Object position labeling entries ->
::::::::
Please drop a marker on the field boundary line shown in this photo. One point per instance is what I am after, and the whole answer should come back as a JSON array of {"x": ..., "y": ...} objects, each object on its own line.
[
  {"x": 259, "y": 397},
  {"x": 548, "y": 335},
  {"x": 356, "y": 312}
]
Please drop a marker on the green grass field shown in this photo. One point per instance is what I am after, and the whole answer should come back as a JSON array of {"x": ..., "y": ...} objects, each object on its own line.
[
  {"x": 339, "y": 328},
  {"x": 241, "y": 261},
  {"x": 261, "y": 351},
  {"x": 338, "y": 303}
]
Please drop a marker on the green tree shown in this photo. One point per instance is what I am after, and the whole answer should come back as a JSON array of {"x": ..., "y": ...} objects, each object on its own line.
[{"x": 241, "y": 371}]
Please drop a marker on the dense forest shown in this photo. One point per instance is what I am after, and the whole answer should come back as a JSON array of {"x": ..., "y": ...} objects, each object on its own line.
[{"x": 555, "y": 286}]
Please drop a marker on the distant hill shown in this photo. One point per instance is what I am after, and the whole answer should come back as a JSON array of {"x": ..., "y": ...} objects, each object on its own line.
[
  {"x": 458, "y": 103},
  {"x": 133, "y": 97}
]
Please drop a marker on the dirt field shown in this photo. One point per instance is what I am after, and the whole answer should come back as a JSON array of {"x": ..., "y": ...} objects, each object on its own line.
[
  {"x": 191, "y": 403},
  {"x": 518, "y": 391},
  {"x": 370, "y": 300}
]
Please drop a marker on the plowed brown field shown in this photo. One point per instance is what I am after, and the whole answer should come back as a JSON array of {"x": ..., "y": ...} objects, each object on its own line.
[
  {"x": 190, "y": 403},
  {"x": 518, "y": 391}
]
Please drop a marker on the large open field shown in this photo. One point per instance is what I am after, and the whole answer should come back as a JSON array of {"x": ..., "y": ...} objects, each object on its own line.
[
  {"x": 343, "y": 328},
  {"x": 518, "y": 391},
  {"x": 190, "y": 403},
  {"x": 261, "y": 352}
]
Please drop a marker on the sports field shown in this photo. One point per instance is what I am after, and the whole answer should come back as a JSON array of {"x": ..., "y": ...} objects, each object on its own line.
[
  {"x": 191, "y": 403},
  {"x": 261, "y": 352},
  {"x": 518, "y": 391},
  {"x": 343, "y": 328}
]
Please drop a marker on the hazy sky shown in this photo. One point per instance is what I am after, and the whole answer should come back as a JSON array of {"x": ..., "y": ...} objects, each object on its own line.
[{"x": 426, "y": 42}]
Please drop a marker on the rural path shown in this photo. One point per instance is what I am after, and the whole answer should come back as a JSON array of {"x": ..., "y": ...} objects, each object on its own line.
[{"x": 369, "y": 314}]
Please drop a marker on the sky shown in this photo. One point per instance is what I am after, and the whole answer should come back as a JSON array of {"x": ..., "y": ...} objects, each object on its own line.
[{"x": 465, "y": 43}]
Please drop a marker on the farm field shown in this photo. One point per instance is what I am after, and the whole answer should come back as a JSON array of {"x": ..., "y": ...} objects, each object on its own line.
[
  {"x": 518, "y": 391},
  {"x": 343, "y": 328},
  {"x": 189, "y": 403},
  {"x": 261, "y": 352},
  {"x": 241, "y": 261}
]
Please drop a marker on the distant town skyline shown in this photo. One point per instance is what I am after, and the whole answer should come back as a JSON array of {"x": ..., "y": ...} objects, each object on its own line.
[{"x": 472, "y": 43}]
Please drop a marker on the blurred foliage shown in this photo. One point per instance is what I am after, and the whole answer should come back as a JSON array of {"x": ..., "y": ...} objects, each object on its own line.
::::::::
Return all of the data word for word.

Please drop a marker on the field boundary line shown in this photo. One point per instance is what I am after, and the whole answer should come back as a JSON array of {"x": ..., "y": ...} objects, each object on its own line.
[
  {"x": 259, "y": 397},
  {"x": 548, "y": 335},
  {"x": 356, "y": 312}
]
Please drop a marker on the green grass field shown in this photo. One point per instance is what I am after, and the whole answer should come back as a JSON array of {"x": ..., "y": ...} objects, each object on its own line.
[
  {"x": 339, "y": 328},
  {"x": 241, "y": 261},
  {"x": 261, "y": 351},
  {"x": 338, "y": 303}
]
Please drop a marker on the green tree shown in this photo. One point per instance is what I am after, and the whole answer should come back as a JSON array of {"x": ..., "y": ...} objects, each object on its own line.
[{"x": 241, "y": 371}]
Please drop a marker on the dense forest shown in this photo. One point per instance is what I am after, and the whole answer should come back as a JSON array of {"x": ..., "y": ...} objects, each object on its own line.
[{"x": 555, "y": 286}]
Please drop a marker on the distant hill shown in this photo. One point per instance is what I am after, and the whole answer should come back as a JSON array of {"x": ..., "y": ...} objects, each object on its own line.
[
  {"x": 458, "y": 103},
  {"x": 133, "y": 97}
]
Please drop a marker on the dirt field shown in this photo. One point per instance is what I am after, and the whole answer should come back as a JSON array of {"x": ..., "y": ...} objects, each object on its own line.
[
  {"x": 191, "y": 403},
  {"x": 518, "y": 391},
  {"x": 370, "y": 300}
]
Please drop a marker on the plowed brown field shown in this photo. One point per instance is what I am after, and the whole answer should come back as a JSON array of {"x": ..., "y": ...} objects, each object on its own line.
[
  {"x": 190, "y": 403},
  {"x": 518, "y": 391}
]
Please drop a marker on the large open field shown in this photo. One point per instance is what I am after, and the whole answer should come back as a JSON array of {"x": ..., "y": ...} objects, each object on its own line.
[
  {"x": 343, "y": 328},
  {"x": 518, "y": 391},
  {"x": 190, "y": 403},
  {"x": 261, "y": 352}
]
Please drop a marker on the sports field shown in this photo. One point per instance is what I am after, and the whole answer should come back as a JSON array of {"x": ..., "y": ...} objects, each object on its own line.
[
  {"x": 191, "y": 403},
  {"x": 261, "y": 352},
  {"x": 518, "y": 391},
  {"x": 343, "y": 328}
]
Please drop a marker on the hazy sky shown in this photo. One point per instance is what I am after, and the whole answer should come back as a JSON array of {"x": ..., "y": ...} objects, each object on its own line.
[{"x": 426, "y": 42}]
Please drop a marker on the rural path shown in this photo. One point per instance is what I am after, and the whole answer should come back as a JSON array of {"x": ..., "y": ...} objects, each object on its own line.
[{"x": 369, "y": 314}]
Please drop a marker on the sky shown in this photo. One point per instance is what I am after, and the whole answer should come back as a JSON array of {"x": ..., "y": ...} objects, each object on its own line.
[{"x": 465, "y": 43}]
Please drop a marker on the farm field shown in this photo. One point per instance is what I am after, and the whole answer should come back as a JSON array of {"x": ..., "y": ...} objects, each object on its own line.
[
  {"x": 518, "y": 391},
  {"x": 343, "y": 328},
  {"x": 189, "y": 403},
  {"x": 261, "y": 352},
  {"x": 241, "y": 261}
]
Please drop a marker on the distant town skyline shown in this photo. One point per instance is what I am after, and the whole answer should come back as a JSON array of {"x": ..., "y": ...} objects, each object on its own line.
[{"x": 472, "y": 43}]
Please drop a marker on the blurred foliage shown in this photo. One point per instance is what I am after, and the whole answer should come back as a JSON array of {"x": ..., "y": ...} objects, each object on its own line.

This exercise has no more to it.